## [WHAT IS REQUIRED]
Your reply should repeat, exactly, the line containing "negative clicks: (189, 39) (144, 38)" and the rest of the material after it.

## [STORED DATA]
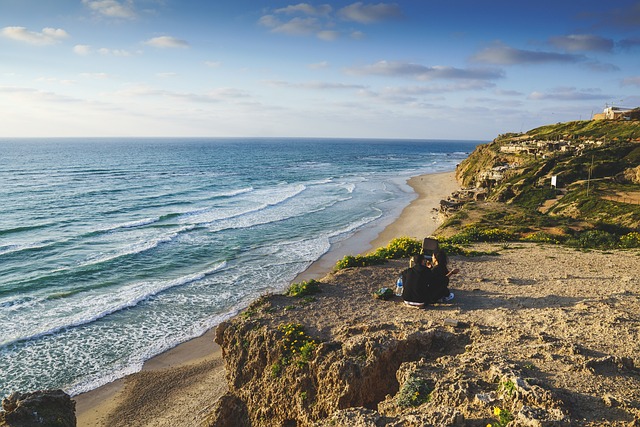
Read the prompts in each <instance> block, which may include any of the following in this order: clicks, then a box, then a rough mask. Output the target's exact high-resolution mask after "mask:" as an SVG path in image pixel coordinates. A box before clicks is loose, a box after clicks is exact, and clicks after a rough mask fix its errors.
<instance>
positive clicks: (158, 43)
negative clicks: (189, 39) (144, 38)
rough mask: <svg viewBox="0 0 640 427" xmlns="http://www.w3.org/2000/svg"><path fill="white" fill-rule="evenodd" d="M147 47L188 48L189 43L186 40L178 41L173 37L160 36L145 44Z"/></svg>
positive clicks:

## [ANSWER SECTION]
negative clicks: (189, 39) (144, 38)
rough mask: <svg viewBox="0 0 640 427" xmlns="http://www.w3.org/2000/svg"><path fill="white" fill-rule="evenodd" d="M147 47L188 48L189 43L186 40L178 41L173 37L160 36L145 44Z"/></svg>
positive clicks:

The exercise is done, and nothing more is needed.